* Instructions for the task
Restate the full set of records exactly, word for word.

* Natural language region descriptions
============

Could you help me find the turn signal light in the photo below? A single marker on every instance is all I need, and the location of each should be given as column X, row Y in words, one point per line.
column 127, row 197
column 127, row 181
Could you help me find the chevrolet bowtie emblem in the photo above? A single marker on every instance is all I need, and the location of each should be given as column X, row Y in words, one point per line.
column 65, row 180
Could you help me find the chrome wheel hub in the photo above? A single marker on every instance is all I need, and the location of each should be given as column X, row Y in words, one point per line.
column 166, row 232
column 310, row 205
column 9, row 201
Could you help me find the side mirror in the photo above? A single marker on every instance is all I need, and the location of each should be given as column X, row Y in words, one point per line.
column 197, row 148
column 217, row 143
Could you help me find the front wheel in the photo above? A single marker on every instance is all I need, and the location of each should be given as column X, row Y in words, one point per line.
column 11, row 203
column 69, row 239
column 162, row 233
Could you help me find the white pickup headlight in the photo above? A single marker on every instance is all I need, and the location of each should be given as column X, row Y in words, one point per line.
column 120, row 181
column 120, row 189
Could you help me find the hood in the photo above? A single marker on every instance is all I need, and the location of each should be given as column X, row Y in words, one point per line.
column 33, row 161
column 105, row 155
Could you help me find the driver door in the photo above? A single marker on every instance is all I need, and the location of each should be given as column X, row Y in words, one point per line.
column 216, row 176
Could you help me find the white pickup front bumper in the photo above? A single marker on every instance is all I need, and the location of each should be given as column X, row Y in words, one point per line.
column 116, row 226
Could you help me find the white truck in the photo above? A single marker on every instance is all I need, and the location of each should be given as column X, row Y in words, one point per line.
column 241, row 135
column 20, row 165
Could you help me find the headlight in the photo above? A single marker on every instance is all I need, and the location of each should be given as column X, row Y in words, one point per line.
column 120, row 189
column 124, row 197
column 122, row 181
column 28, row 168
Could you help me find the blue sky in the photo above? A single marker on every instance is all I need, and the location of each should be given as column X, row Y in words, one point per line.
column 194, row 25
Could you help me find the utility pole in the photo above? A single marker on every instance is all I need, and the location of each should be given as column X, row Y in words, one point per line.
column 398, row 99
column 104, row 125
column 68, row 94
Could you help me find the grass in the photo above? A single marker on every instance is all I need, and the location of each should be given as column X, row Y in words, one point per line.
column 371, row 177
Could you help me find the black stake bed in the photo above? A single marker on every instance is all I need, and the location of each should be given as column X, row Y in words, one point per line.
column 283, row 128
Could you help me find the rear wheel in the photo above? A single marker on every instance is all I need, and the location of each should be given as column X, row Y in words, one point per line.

============

* Written reply
Could you help me find the turn signal light in the photo below? A single marker on every instance is all I need, and the location of each should be given as column X, row Y in words, one point per line.
column 127, row 197
column 127, row 181
Could you help me find the chevrolet bowtie emblem in the photo above? A single marker on every instance is all I need, and the location of each should be given as column X, row Y in words, one point per line.
column 65, row 180
Could you help me find the chrome wheel hub in the photo above? A single marker on every instance is all I need, and the location of each should be given as column X, row Y in words, one point per line.
column 166, row 232
column 310, row 205
column 9, row 201
Could you help me find the side mirror in the photo above? A single marker on every instance is all I need, and the location of each should be given as column X, row Y in words, one point per line.
column 197, row 148
column 217, row 143
Could you help me find the front wheel in the photo above? A single marker on every instance is all I need, and the location of each should be given as column X, row Y in words, one point per line.
column 11, row 203
column 69, row 239
column 162, row 233
Could you help me find the white pickup headlight in the photo above? A single marker on every instance is all I need, and the location of each should be given as column X, row Y in words, one point per line.
column 120, row 181
column 120, row 189
Could you help me find the hood in the photo above? A single marker on every instance is all I need, and the location of each should be given as column X, row Y in words, one point per line.
column 33, row 161
column 105, row 155
Could you help me find the driver door in the photo above? A single marker on every instance is all I need, and the location of each should be given as column X, row Y in words, one point per line.
column 216, row 176
Could you help me find the white pickup front bumper in the photo above? A single marker on every instance is all I need, and the location of each should be given as column X, row Y in words, one point per line.
column 116, row 226
Could you help me find the white truck in the photo above? A single marker on every instance is all I need, and the location of each should be given as column X, row Y in words, one point per line.
column 241, row 135
column 20, row 165
Could you help me find the headlight in the photo above? A single marker on every instance is all I need, and the location of each should be given as column X, row Y in words, one point per line.
column 120, row 189
column 124, row 197
column 122, row 181
column 28, row 168
Could you help me find the blue sky in the photo above? A single marker on every instance is all I need, and the location of each should be given as column X, row Y in words, one point per line.
column 194, row 25
Could you help me find the utility pole in the photo above? A single marker on every instance is all I need, and the location of each should be given as column X, row Y in words, one point per line.
column 398, row 99
column 104, row 125
column 68, row 94
Could you help me find the grass in the photo above? A single marker on every instance is all I need, and the location of each should be given as column X, row Y in words, one point per line.
column 371, row 177
Could you help me find the black stake bed in the photo above? A single marker on every instance is all I need, and the location of each should be given as column X, row Y in words, one point per line.
column 283, row 128
Could you help me find the rear wheel in the photo above? A single marker on every instance is all I need, and the location of each should be given as column X, row Y in words, one point per line.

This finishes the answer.